> Problemas e tarefas:
1. Imprima o trecho do texto sobre a culpa que vai de "Nela habitam duas" até "bom da culpa?".
2. Segundo Luís Gonçalves, no texto sobre a culpa, o que pode interferir no grau de culpa que sentimos?
3. Dê seguimento ao texto sobre a culpa, começando logo após a última frase.

Bem doseada, ajuda-nos a crescer na relação com os outros. Mal gerida, transforma-se na nossa pior inimiga. A culpa tem dupla personalidade.
Nela habitam duas formas de ler e lidar com o mundo. A primeira implica reconhecer o erro e melhorar com ele e a segunda pressupõe amarrar o erro à tristeza e à vergonha, multiplicar o seu valor de forma desproporcional e,assim, transformá-la num peso demasiado elevado.
Um fardo pesado pouco saudável para a autoestima. «Pense numa planta», sugere Luís Gonçalves, psicólogo clínico, «ela precisa de água, de solo fértil, de luz e de ar à sua volta para se desenvolver. Se lhe retirarmos alguma dessas condições, vai começar a perder vitalidade e pode até morrer.
A culpa tem um efeito semelhante ao retirar-nos aquilo que nos causa bem-estar, ao impedir-nos de termos acesso ao prazer no dia a dia e à satisfação de necessidades. Pesa toneladas e, pior que tudo, não aponta soluções.» Esta é a culpa que não lhe interessa. Livre-se dela e concentre-se na outra.
Qual é o lado bom da culpa?
Catarina de Castro Lopes: Motiva comportamentos que permitem preservar, fortalecer e manter laços sociais. A culpa pode reparar relações danificadas e impedir-nos de cometer algumas ações, promovendo o envolvimento espontâneo com os outros.
Luís Gonçalves: Tem utilidade na sua versão adaptativa, em que contribui para a satisfação das nossas necessidades e se apresenta como responsabilidade, levando-nos a melhorar o nosso desempenho.
Teve um papel determinante no processo de evolução da nossa espécie?
Catarina de Castro Lopes: Sim. Os sentimentos de culpa e remorso têm funções adaptativas, isto é, têm um elevado valor de sobrevivência. O nosso cérebro está preparado para analisar as experiências, registando na memória sentimentos desconfortáveis que podem servir como marcadores para que, no futuro, seja possível agir de forma mais adequada.
Neste sentido, a culpa proporciona aprendizagem, ajuda a evitar erros futuros, aumenta a atenção e cuidado, induz ao desejo de reparação, promove a sensação de responsabilidade, de aceitação social e de estima. Se não sentíssemos culpa, continuaríamos a cometer os mesmos erros. Este sentimento tem como função regular o comportamento humano e adequá-lo à vida em comunidade.
O que pode interferir no grau de culpa que sentimos?
Luís Gonçalves: O meio familiar e cultural onde vivemos. A culpa é uma emoção muito presente no nosso país. Podemos sentir culpa por quase tudo. Podemos até senti-la por não estarmos a senti-la.
Como devemos gerir relações com pessoas que nos fazem sentir culpadas?

> Amostras de dados:
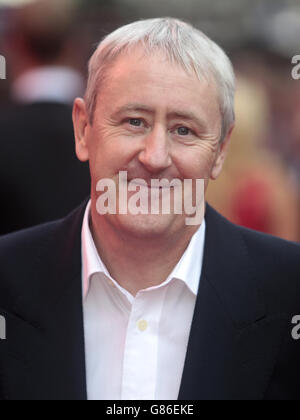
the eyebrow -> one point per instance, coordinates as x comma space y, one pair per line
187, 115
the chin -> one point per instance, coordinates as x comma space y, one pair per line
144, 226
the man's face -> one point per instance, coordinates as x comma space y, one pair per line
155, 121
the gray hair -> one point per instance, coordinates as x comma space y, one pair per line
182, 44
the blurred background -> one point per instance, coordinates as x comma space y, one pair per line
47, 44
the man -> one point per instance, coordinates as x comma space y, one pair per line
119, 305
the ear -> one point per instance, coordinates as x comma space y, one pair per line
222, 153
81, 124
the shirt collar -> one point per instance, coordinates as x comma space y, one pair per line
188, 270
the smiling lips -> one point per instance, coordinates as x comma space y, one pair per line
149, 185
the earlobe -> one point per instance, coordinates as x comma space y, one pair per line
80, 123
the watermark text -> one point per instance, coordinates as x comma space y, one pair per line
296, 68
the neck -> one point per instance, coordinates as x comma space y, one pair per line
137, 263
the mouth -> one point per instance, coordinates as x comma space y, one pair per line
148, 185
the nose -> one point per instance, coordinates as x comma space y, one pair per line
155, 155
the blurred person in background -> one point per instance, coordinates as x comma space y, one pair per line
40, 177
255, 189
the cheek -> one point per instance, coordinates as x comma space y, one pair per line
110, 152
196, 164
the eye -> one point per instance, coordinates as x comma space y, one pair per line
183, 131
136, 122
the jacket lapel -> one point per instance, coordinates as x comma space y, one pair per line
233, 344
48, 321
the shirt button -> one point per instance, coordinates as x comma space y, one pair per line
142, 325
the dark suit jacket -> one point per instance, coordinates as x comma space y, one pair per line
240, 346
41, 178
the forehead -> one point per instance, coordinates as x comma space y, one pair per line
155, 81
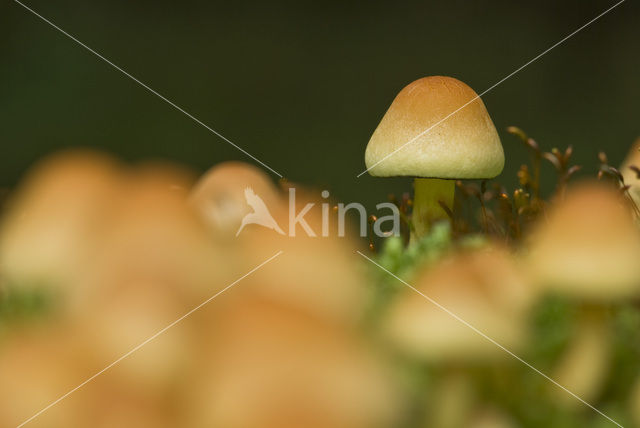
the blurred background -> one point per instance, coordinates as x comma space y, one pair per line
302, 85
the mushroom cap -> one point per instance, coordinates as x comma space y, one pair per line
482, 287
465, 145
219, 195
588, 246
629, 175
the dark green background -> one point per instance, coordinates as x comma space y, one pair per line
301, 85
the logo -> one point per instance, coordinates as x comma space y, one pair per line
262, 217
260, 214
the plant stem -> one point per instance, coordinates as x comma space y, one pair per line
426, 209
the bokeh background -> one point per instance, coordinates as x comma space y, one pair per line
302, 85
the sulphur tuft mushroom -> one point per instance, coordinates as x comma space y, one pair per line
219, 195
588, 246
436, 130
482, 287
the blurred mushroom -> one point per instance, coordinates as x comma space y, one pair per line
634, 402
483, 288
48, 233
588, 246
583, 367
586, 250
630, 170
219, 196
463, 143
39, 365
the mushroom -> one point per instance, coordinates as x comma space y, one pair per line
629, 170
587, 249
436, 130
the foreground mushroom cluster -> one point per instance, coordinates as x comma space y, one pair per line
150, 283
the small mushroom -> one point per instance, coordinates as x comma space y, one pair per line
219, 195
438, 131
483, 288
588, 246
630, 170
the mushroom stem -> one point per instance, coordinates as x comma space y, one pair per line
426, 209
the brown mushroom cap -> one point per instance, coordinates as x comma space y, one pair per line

> Respostas por ordem:
1.
Nela habitam duas formas de ler e lidar com o mundo. A primeira implica reconhecer o erro e melhorar com ele e a segunda pressupõe amarrar o erro à tristeza e à vergonha, multiplicar o seu valor de forma desproporcional e,assim, transformá-la num peso demasiado elevado.
Um fardo pesado pouco saudável para a autoestima. «Pense numa planta», sugere Luís Gonçalves, psicólogo clínico, «ela precisa de água, de solo fértil, de luz e de ar à sua volta para se desenvolver. Se lhe retirarmos alguma dessas condições, vai começar a perder vitalidade e pode até morrer.
A culpa tem um efeito semelhante ao retirar-nos aquilo que nos causa bem-estar, ao impedir-nos de termos acesso ao prazer no dia a dia e à satisfação de necessidades. Pesa toneladas e, pior que tudo, não aponta soluções.» Esta é a culpa que não lhe interessa. Livre-se dela e concentre-se na outra.
Qual é o lado bom da culpa?

2. O meio familiar e cultural onde vivemos.

3.
Luís Gonçalves: É preciso ter alguma dose de proteção nesse tipo de relações já que são baseadas, muitas vezes, numa questão de controlo. Isto é, se fazemos o outro sentir-se culpado regularmente, estamos a moldá-lo no sentido que deseja-mos e a contribuir para que se anule progressivamente na relação.
No essencial, é bom sentir que pode e deve fazer melhor mas sempre sendo a pessoa que é. Uma coisa é sentirmos culpa por nós próprios e outra é senti-la porque alguém nos relembra dela constantemente. As emoções são nossas e pessoais, ajudam-nos a escolher os melhores caminhos de acordo com o que precisamos. E, por isso mesmo, podemos escolher não dar atenção a quem pode trazer alguma penumbra à nossa vida.
O que podemos fazer para não ficarmos reféns da culpa?
Luís Gonçalves: É importante começar por perceber até que ponto se está a ficar enredado por ela. Verifique o número de vezes que tem pensamentos e comportamentos ligados a ela. Pode, até, criar uma balança mental ou escrita sobre o seu dia. De um lado coloca as atividades de lazer e prazer que teve e no outro, as responsabilidades e papéis que desempenhou. Se houver um grande desequilíbrio e verificar que o segundo prato da balança pesa bem mais, existe uma grande possibilidade de a culpa andar a fazer das suas.
Se não nos libertarmos dela, o que pode acontecer?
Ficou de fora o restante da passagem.